#### MATERIAL:
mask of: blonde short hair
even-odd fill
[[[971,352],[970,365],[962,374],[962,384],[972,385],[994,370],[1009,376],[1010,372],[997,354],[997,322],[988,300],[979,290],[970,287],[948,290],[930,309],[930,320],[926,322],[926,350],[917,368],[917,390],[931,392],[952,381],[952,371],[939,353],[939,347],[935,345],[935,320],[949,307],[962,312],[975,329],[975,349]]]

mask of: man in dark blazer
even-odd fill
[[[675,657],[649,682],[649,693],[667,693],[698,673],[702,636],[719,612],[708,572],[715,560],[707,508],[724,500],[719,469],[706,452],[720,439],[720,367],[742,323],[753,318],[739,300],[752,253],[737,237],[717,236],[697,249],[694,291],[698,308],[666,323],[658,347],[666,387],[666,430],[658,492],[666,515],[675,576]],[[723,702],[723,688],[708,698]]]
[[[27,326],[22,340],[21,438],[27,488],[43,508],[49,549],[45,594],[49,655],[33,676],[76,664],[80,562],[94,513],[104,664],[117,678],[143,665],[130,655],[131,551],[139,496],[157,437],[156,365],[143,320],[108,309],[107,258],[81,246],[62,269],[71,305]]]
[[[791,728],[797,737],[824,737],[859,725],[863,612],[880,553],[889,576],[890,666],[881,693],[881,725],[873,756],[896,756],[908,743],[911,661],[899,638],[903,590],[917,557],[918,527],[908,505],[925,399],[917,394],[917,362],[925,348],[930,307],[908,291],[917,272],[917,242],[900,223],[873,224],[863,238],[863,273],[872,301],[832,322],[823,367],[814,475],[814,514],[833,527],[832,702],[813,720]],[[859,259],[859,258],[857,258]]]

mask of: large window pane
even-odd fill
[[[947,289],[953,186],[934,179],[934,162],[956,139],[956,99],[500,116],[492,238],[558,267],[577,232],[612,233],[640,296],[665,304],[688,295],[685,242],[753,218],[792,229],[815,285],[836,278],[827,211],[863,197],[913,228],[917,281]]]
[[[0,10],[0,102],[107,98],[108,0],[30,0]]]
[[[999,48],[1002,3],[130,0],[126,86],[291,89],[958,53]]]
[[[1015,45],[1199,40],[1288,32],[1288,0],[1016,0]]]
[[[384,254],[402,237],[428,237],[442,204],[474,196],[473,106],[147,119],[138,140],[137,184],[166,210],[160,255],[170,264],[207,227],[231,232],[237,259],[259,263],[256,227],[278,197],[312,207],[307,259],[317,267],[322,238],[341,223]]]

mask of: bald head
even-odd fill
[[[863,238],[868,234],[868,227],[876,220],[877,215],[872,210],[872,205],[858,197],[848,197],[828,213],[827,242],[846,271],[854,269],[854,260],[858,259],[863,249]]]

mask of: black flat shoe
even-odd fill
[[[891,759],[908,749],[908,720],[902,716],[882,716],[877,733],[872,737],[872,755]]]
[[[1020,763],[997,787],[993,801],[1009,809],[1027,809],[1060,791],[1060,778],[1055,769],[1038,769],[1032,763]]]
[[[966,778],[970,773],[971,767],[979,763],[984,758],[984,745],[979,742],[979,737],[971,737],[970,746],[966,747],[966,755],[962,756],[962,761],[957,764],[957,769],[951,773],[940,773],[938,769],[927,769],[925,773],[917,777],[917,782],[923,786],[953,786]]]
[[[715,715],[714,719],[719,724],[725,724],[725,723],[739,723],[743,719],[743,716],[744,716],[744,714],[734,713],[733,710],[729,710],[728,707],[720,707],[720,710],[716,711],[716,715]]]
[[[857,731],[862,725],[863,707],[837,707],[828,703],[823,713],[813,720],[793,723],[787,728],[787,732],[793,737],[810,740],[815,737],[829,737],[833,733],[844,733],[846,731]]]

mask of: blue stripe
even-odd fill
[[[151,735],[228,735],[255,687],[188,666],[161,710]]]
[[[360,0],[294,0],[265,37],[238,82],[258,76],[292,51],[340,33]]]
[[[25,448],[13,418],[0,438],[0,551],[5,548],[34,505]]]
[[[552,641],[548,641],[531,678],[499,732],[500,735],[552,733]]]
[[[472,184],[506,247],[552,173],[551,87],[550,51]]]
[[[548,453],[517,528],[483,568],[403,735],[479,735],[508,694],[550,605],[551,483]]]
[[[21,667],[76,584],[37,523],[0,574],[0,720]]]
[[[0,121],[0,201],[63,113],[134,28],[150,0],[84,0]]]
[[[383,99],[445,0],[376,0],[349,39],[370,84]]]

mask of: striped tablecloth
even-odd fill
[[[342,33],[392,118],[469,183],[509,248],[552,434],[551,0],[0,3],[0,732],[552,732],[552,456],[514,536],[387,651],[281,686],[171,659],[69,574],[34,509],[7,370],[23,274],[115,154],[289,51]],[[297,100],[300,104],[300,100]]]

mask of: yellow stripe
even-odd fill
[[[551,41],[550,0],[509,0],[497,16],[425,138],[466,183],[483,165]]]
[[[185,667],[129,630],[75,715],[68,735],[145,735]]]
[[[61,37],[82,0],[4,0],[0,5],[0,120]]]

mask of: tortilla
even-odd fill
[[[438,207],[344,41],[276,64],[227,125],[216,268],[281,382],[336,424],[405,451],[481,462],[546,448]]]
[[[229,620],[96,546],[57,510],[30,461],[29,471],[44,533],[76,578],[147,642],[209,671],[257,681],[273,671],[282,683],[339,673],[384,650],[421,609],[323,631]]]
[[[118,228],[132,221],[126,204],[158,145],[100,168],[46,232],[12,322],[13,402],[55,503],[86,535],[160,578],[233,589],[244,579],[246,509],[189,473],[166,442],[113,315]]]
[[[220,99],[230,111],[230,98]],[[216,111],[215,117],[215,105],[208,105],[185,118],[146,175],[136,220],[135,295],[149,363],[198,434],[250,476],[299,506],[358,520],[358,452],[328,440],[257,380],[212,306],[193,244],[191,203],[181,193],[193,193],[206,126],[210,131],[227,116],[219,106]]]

#### EXERCISE DESCRIPTION:
Write the data back out verbatim.

#### COMPLETE RESPONSE:
mask of: blonde short hair
even-odd fill
[[[971,352],[970,365],[962,374],[962,384],[972,385],[994,370],[1009,376],[1010,372],[997,354],[997,322],[988,300],[979,290],[970,287],[948,290],[930,309],[930,320],[926,322],[926,350],[917,368],[917,390],[931,392],[952,381],[952,371],[939,353],[939,347],[935,345],[935,320],[949,307],[962,312],[975,329],[975,349]]]

mask of: man in dark blazer
even-odd fill
[[[675,657],[649,682],[649,693],[667,693],[698,673],[702,636],[719,612],[708,572],[715,560],[707,508],[724,500],[719,469],[706,452],[720,439],[720,367],[742,323],[753,318],[739,300],[752,253],[737,237],[717,236],[697,249],[694,291],[698,308],[666,323],[658,347],[666,387],[666,430],[658,492],[666,515],[675,576]],[[723,702],[723,688],[708,698]]]
[[[27,326],[22,340],[21,438],[27,488],[43,508],[49,549],[45,594],[49,655],[33,676],[76,664],[80,562],[94,513],[104,664],[117,678],[143,665],[130,655],[131,551],[139,496],[157,437],[156,365],[143,320],[108,309],[107,258],[81,246],[62,269],[71,305]]]
[[[791,728],[797,737],[824,737],[859,725],[863,612],[880,553],[889,576],[890,666],[881,693],[881,725],[873,756],[896,756],[908,743],[911,661],[899,638],[903,590],[917,557],[918,527],[908,505],[925,399],[917,394],[917,362],[925,348],[930,307],[908,291],[917,272],[917,242],[900,223],[873,224],[863,238],[863,273],[872,301],[832,322],[823,367],[814,475],[814,514],[833,527],[832,702],[813,720]],[[859,259],[859,258],[857,258]]]

mask of: large window pane
even-odd fill
[[[947,289],[953,186],[934,179],[934,162],[956,139],[956,99],[500,116],[492,238],[558,267],[577,232],[612,233],[640,296],[665,304],[688,295],[685,242],[753,218],[792,229],[815,285],[836,278],[827,211],[863,197],[913,228],[917,281]]]
[[[0,10],[0,102],[107,98],[108,0],[30,0]]]
[[[999,48],[1002,3],[130,0],[126,86],[291,89],[958,53]]]
[[[1015,45],[1199,40],[1288,32],[1288,0],[1016,0]]]
[[[384,254],[402,237],[428,237],[442,204],[474,196],[473,106],[147,119],[138,140],[137,184],[166,210],[160,255],[170,264],[207,227],[231,232],[237,259],[259,263],[256,227],[278,197],[312,207],[307,259],[317,267],[322,238],[341,223]]]

mask of: bald head
even-odd fill
[[[863,238],[868,234],[868,227],[876,220],[877,215],[872,210],[872,205],[858,197],[848,197],[828,213],[827,242],[846,271],[854,269],[854,260],[858,259],[863,249]]]

mask of: black flat shoe
even-odd fill
[[[891,759],[908,749],[908,720],[902,716],[882,716],[877,733],[872,737],[872,755]]]
[[[1020,763],[997,787],[993,801],[1009,809],[1027,809],[1060,791],[1060,778],[1055,769],[1038,769],[1032,763]]]
[[[966,778],[970,773],[971,767],[979,763],[984,758],[984,745],[979,742],[979,737],[971,737],[970,746],[966,747],[966,755],[962,756],[962,761],[957,764],[957,769],[951,773],[940,773],[938,769],[927,769],[925,773],[917,777],[917,782],[923,786],[953,786]]]
[[[715,715],[714,719],[719,724],[725,724],[725,723],[739,723],[743,719],[743,716],[744,716],[744,714],[734,713],[733,710],[729,710],[728,707],[720,707],[720,710],[716,711],[716,715]]]
[[[857,731],[862,725],[863,707],[837,707],[828,703],[823,713],[813,720],[793,723],[787,728],[787,732],[793,737],[810,740],[815,737],[829,737],[833,733],[844,733],[846,731]]]

mask of: blue stripe
even-odd fill
[[[151,735],[228,735],[255,687],[188,666],[161,710]]]
[[[360,0],[294,0],[265,37],[238,82],[258,76],[292,51],[340,33]]]
[[[25,448],[13,418],[0,438],[0,551],[5,548],[34,505]]]
[[[552,641],[548,641],[531,678],[499,732],[500,735],[552,733]]]
[[[472,184],[506,247],[552,173],[551,87],[550,51]]]
[[[548,453],[517,528],[483,568],[403,735],[479,735],[508,694],[550,605],[551,483]]]
[[[21,667],[76,584],[37,523],[0,574],[0,720]]]
[[[0,121],[0,201],[63,113],[134,28],[150,0],[84,0]]]
[[[383,99],[445,0],[376,0],[349,39],[370,84]]]

mask of: striped tablecloth
even-odd fill
[[[342,33],[392,118],[469,183],[509,248],[552,434],[551,0],[0,3],[0,732],[552,732],[552,456],[514,536],[387,651],[281,686],[171,659],[69,574],[34,509],[7,370],[23,274],[115,154],[289,51]],[[297,100],[300,104],[300,100]]]

mask of: yellow stripe
even-odd fill
[[[551,41],[550,0],[509,0],[497,16],[425,138],[466,183],[483,165]]]
[[[185,667],[129,630],[75,715],[68,735],[145,735]]]
[[[61,37],[82,0],[4,0],[0,5],[0,120]]]

mask of: tortilla
even-odd fill
[[[438,207],[344,41],[276,64],[227,125],[216,268],[281,382],[336,424],[405,451],[481,462],[546,448]]]
[[[229,620],[96,546],[57,510],[30,461],[29,471],[44,533],[76,578],[147,642],[209,671],[257,681],[273,671],[282,683],[339,673],[384,650],[421,609],[323,631]]]
[[[118,228],[132,221],[126,204],[158,145],[100,168],[46,232],[12,322],[13,402],[55,503],[86,535],[160,578],[233,589],[244,579],[246,509],[189,473],[166,442],[113,315]]]
[[[220,99],[230,111],[230,98]],[[216,111],[215,117],[215,105],[208,105],[185,118],[146,175],[136,220],[135,295],[149,363],[198,434],[250,476],[299,506],[358,520],[358,452],[328,440],[257,380],[212,306],[193,244],[191,203],[181,193],[193,193],[206,126],[210,131],[227,116],[219,106]]]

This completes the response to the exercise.